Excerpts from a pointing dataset
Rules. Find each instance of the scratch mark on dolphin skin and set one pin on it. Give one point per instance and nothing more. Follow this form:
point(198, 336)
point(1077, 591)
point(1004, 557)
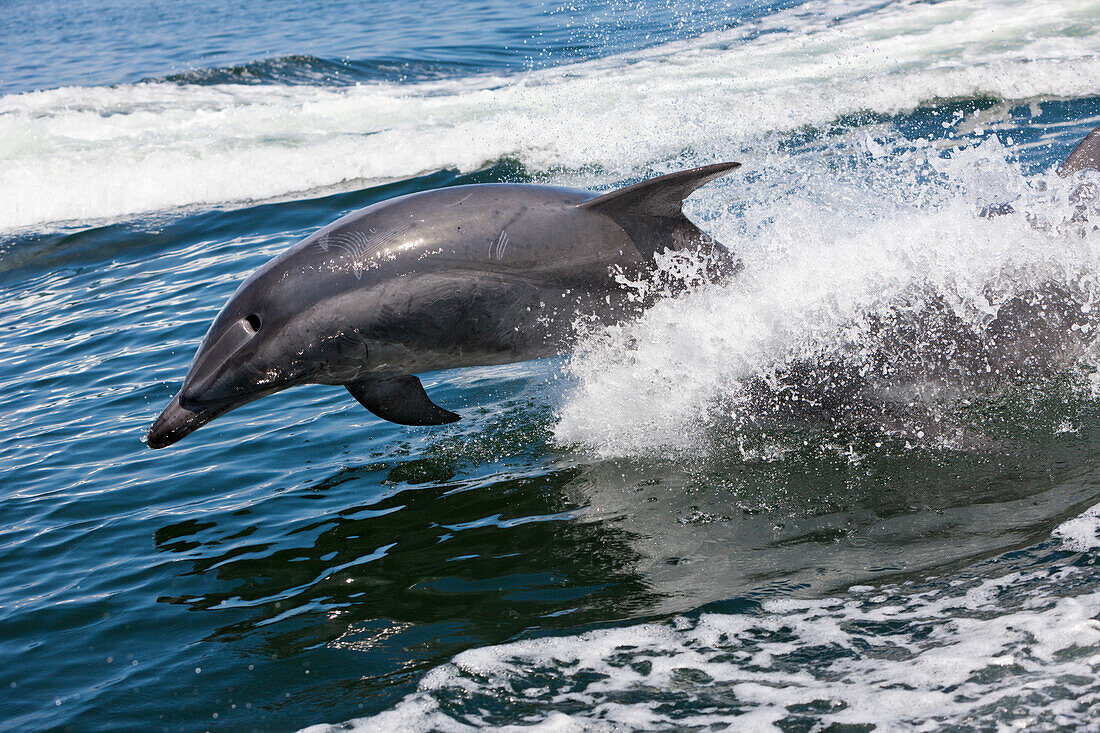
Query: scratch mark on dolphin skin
point(359, 247)
point(497, 248)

§ **BRIEF**: Reproduce every row above, requests included, and multiply each point coordinate in the answers by 1.75, rounding to whole numbers with halves going up. Leave the sample points in the format instructions unchanged, and omit the pictures.

§ **WRITTEN RESPONSE**:
Rules. Find each instance of the scratch mark on dolphin skin and set one pin on it. Give one point per instance and nothing more. Follow this form:
point(198, 336)
point(1077, 591)
point(1004, 557)
Query: scratch mark on dolphin skin
point(628, 432)
point(870, 434)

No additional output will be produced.